* **Task goal**
Answer these from the list of supported DataFrame methods:
1. Which setting is the only one supported for DataFrame.reset_index?
2. Which arguments of DataFrame.pivot_table are supported?
3. Which setting is necessary for DataFrame.append?

* **Given text**
'''
Reindexing / Selection / Label manipulation:

  • DataFrame.drop (only dropping columns supported, either using columns argument or setting axis=1)
  • DataFrame.head (including n argument)
  • DataFrame.idxmax
  • DataFrame.idxmin
  • DataFrame.reset_index (only drop=True supported)
  • DataFrame.set_index keys can only be a column label (a constant string).
  • DataFrame.tail (including n argument)
  • DataFrame.take

Missing data handling:

  • DataFrame.dropna
  • DataFrame.fillna

Reshaping, sorting, transposing:

  • DataFrame.pivot_table
    • Arguments values, index, columns and aggfunc are supported.
    • Annotation of pivot values is required. For example, @bodo.jit(pivots={'pt': ['small', 'large']}) declares the output pivot table pt will have columns called small and large.
  • DataFrame.sort_values by argument should be constant string or constant list of strings. ascending argument is supported.
  • DataFrame.sort_index ascending argument is supported.

Combining / joining / merging:

  • DataFrame.append appending a dataframe or list of dataframes supported. ignore_index=True is necessary and set by default.
  • DataFrame.join only dataframes.
'''
* **Data segment**
'''
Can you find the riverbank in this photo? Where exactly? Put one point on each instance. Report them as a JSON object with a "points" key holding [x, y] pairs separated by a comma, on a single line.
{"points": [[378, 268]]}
'''
* **Answer below**
1. drop=True
2. values, index, columns and aggfunc
3. ignore_index=True, which is set by default